Retype all of the material below verbatim, leaving out the pictures.

-.-.-

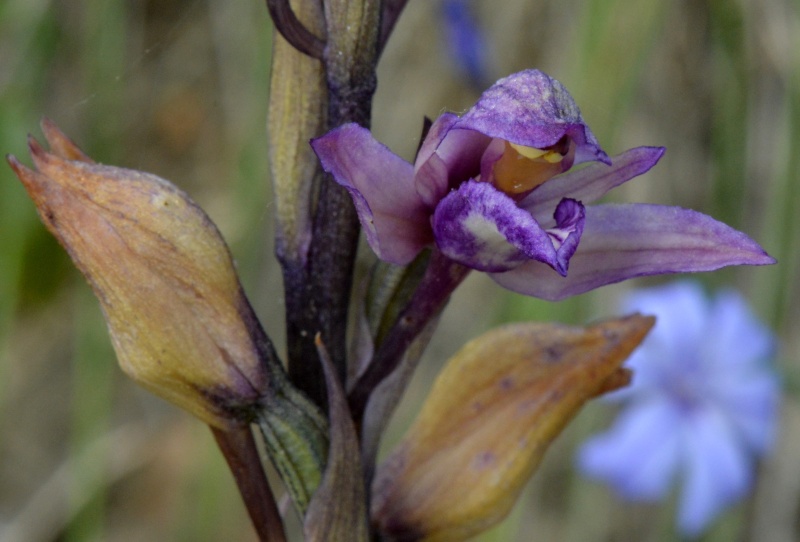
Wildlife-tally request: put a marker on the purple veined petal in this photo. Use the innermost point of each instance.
(639, 455)
(394, 218)
(532, 109)
(482, 228)
(717, 471)
(591, 182)
(455, 158)
(632, 240)
(437, 132)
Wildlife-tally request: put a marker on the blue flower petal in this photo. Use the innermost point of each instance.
(639, 455)
(717, 471)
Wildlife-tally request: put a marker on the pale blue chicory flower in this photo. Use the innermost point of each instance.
(702, 407)
(495, 190)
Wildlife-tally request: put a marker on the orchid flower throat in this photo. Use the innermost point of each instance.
(521, 169)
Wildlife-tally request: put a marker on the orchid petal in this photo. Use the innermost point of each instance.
(631, 240)
(530, 108)
(591, 182)
(381, 184)
(480, 227)
(446, 158)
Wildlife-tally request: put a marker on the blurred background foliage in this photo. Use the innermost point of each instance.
(179, 88)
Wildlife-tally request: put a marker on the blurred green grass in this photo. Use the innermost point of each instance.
(180, 88)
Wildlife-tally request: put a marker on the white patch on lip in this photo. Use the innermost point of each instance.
(494, 249)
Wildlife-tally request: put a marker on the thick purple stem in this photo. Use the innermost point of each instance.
(293, 31)
(441, 278)
(239, 448)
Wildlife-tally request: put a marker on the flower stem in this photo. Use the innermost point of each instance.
(441, 278)
(239, 448)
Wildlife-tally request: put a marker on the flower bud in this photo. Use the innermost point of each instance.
(179, 321)
(491, 415)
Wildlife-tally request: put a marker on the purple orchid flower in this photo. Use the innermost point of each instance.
(703, 404)
(495, 191)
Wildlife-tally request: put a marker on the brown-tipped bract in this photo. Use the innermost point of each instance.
(491, 415)
(177, 316)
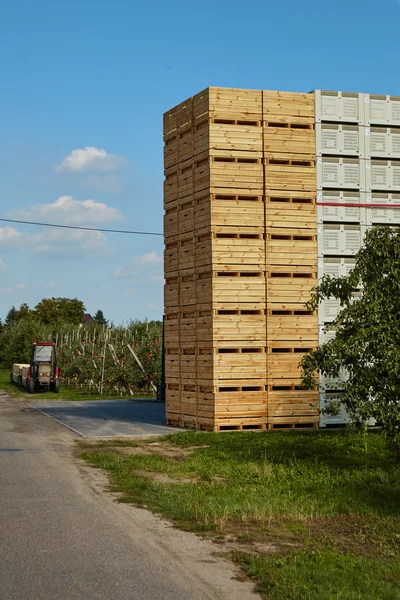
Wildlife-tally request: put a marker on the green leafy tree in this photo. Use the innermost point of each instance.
(16, 340)
(99, 318)
(52, 311)
(367, 342)
(11, 316)
(24, 312)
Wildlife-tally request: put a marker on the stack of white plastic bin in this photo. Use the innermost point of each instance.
(358, 169)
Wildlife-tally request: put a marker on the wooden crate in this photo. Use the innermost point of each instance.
(227, 136)
(228, 104)
(178, 116)
(283, 358)
(240, 256)
(240, 362)
(237, 210)
(292, 138)
(230, 169)
(287, 246)
(291, 324)
(293, 408)
(284, 173)
(238, 325)
(239, 287)
(290, 209)
(288, 107)
(290, 284)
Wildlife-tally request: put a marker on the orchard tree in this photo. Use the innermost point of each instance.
(52, 311)
(11, 316)
(99, 318)
(367, 341)
(24, 312)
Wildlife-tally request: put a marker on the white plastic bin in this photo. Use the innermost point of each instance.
(339, 206)
(381, 109)
(347, 107)
(382, 175)
(341, 173)
(382, 142)
(389, 213)
(339, 139)
(339, 240)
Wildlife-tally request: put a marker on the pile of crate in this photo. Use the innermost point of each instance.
(240, 258)
(291, 253)
(358, 183)
(215, 284)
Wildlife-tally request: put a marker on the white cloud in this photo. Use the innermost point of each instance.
(151, 258)
(61, 242)
(102, 183)
(18, 288)
(91, 159)
(158, 279)
(8, 235)
(68, 211)
(66, 242)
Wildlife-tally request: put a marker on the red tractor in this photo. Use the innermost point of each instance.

-.-.-

Response to the task:
Wildlife-tally request: put a marker on the purple veined petal in this photo. Use the innermost point of each instance.
(639, 455)
(394, 218)
(532, 109)
(482, 228)
(717, 471)
(591, 182)
(455, 158)
(632, 240)
(437, 132)
Wildlife-tally request: put a marker on the blue flower petal in this photo. Use the innermost point of each instance.
(639, 455)
(717, 471)
Wildlife-tally request: put a marker on the pale blue chicory flower in this photo. Use the innermost point of each instance.
(702, 407)
(495, 190)
Wildlife-tally request: put a marker on the orchid flower throat in this photo. Use the innermost point of each instance.
(521, 169)
Wildlife-tally request: put a marker on the orchid petal in this photo. Use the innermost point of each instance.
(631, 240)
(530, 108)
(591, 182)
(381, 184)
(480, 227)
(446, 158)
Wildlife-tally request: put a marker on the blurred background foliage in this photo. Use the innermost point of each instance.
(179, 88)
Wildlife-tally request: put a marker on the blurred green grass in this photo. Use the innermost point of each instance.
(180, 88)
Wildlife-tally request: put a marker on the white patch on lip in this photo. Use the innermost point of each instance.
(494, 249)
Wildlife-tally request: put a marker on the thick purple stem in this photo. Use the innermost point of each instance.
(293, 31)
(441, 278)
(239, 448)
Wildlife-tally request: put a marker on the flower stem in this photo. Use the innermost point of each instance.
(441, 278)
(239, 448)
Wildlife-tally request: put a marker on the flower bud in this photo. Use the innermost point of each instance.
(179, 321)
(491, 415)
Wildlife-tally request: put a marker on the purple orchid flower in this photo. Use the innermost point of each instance.
(703, 404)
(495, 191)
Wildlife-tally request: put a marker on the brown-tipped bract in this photo. Use the innermost point of each instance.
(491, 415)
(177, 316)
Wildlife-tally request: put a marker on the green leafy tree in this photo. Use the innermost point of each instance.
(16, 340)
(99, 318)
(52, 311)
(367, 342)
(11, 316)
(24, 312)
Wildlife-tally request: put a marker on the stack of white plastic bin in this photo. Use the innermost point of each instance.
(358, 169)
Wildlife-tally request: put a marker on the wooden crate in this photo. Use the innermost point of each instance.
(227, 136)
(228, 104)
(178, 116)
(283, 358)
(240, 256)
(240, 362)
(237, 210)
(292, 138)
(230, 169)
(287, 246)
(291, 324)
(293, 408)
(284, 173)
(238, 325)
(239, 287)
(290, 209)
(288, 107)
(290, 284)
Wildlife-tally request: put a marker on the orchard tree in this photo. Use the innermost point of each instance.
(52, 311)
(11, 316)
(99, 318)
(367, 341)
(24, 312)
Wildlife-tally request: put a marker on the white plastic bin in this photo. Use the innermost point of each instance.
(339, 206)
(381, 109)
(347, 107)
(382, 175)
(341, 173)
(382, 142)
(389, 213)
(339, 139)
(339, 240)
Wildlife-tally request: put a marker on the pile of crate in this photo. Use the innermost point of each instance.
(240, 258)
(291, 253)
(358, 183)
(215, 284)
Wildlife-tally request: put a marker on the white cloud in this photo. Use the innermost point of each instance.
(151, 258)
(61, 242)
(102, 183)
(18, 288)
(91, 159)
(158, 279)
(8, 235)
(68, 211)
(66, 242)
Wildlife-tally request: put a marker on the red tractor in this photo. Use the innermost point of each instance.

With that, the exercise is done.